Copy out every line of the material below word for word, without changing or leaving out anything.

----------------

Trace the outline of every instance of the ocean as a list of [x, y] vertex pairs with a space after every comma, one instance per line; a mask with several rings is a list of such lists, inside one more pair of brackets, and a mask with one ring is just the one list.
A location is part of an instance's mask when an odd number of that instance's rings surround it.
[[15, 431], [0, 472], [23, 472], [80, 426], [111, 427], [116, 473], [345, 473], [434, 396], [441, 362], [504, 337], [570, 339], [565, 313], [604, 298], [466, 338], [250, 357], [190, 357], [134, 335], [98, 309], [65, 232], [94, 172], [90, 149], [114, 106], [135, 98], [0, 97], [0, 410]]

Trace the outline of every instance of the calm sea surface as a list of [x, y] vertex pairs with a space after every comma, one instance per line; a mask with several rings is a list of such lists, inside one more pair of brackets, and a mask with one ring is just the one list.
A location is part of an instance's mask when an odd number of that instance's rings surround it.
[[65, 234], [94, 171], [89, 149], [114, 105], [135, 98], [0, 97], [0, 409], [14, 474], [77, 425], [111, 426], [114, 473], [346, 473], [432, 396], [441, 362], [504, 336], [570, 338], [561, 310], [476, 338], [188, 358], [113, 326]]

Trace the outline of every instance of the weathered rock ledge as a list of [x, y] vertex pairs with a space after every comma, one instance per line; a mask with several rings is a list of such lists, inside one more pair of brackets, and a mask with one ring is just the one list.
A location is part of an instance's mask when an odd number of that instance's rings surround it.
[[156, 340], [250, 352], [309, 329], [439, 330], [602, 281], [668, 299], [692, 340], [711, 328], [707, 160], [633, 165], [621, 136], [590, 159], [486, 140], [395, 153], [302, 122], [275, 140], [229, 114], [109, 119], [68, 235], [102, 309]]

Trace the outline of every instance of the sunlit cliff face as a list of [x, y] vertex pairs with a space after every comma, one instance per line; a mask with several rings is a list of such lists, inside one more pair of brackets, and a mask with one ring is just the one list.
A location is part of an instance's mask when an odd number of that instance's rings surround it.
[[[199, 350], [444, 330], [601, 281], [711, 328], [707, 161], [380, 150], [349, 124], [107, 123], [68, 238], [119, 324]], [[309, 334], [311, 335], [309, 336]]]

----------------

RESULT =
Trace the outline of every instance of the ocean as a list of [x, y] vertex pairs with a space after every comma, one instance per line; a mask with several rings is a list of such lists, inside one more pair of brackets, and a mask with one ring is just the one list.
A location is part of an instance's mask when an odd number of that instance's rings surround it.
[[15, 431], [0, 472], [23, 472], [80, 426], [111, 427], [116, 473], [345, 473], [434, 396], [441, 362], [504, 337], [570, 339], [565, 313], [604, 298], [466, 338], [250, 357], [190, 357], [134, 335], [98, 309], [65, 232], [94, 172], [90, 149], [114, 106], [135, 98], [0, 97], [0, 410]]

Trace the outline of every instance of the calm sea surface as a list of [x, y] vertex pairs with a space after every comma, one instance per line; a mask with several rings is a list of such lists, inside one more pair of brackets, and a mask with one ring is just the one list.
A location is part of an instance's mask when an odd number of that instance's rings surround it.
[[65, 234], [94, 171], [89, 149], [114, 105], [135, 98], [0, 97], [0, 409], [14, 474], [77, 425], [111, 426], [114, 473], [346, 473], [432, 396], [441, 362], [504, 336], [570, 338], [561, 310], [476, 338], [188, 358], [113, 326]]

Trace the outline of every instance of the weathered rock ledge as a list of [x, y] vertex pairs with a space after every comma, one instance per line; a mask with several rings is a list of such lists, inside one more pair of brackets, and a mask with one ring is just the one list.
A location is part of an instance's mask when an odd number of that instance's rings surround it.
[[156, 340], [250, 352], [309, 329], [439, 330], [602, 281], [668, 299], [692, 340], [711, 328], [707, 160], [633, 165], [621, 136], [590, 159], [486, 140], [395, 153], [302, 122], [275, 140], [229, 114], [109, 119], [68, 235], [102, 309]]

Trace the outline of every instance of the sunlit cliff face as a list of [x, y] vertex pairs with a space after every comma, one instance per line; a mask with several rings is a list of such lists, inside one more pair of brackets, and a mask with one ring is just the one list.
A location is part of an instance's mask when an odd number of that instance's rings surround it.
[[[199, 350], [444, 330], [601, 281], [711, 328], [707, 161], [380, 150], [349, 124], [107, 123], [68, 238], [119, 324]], [[309, 334], [311, 335], [309, 336]]]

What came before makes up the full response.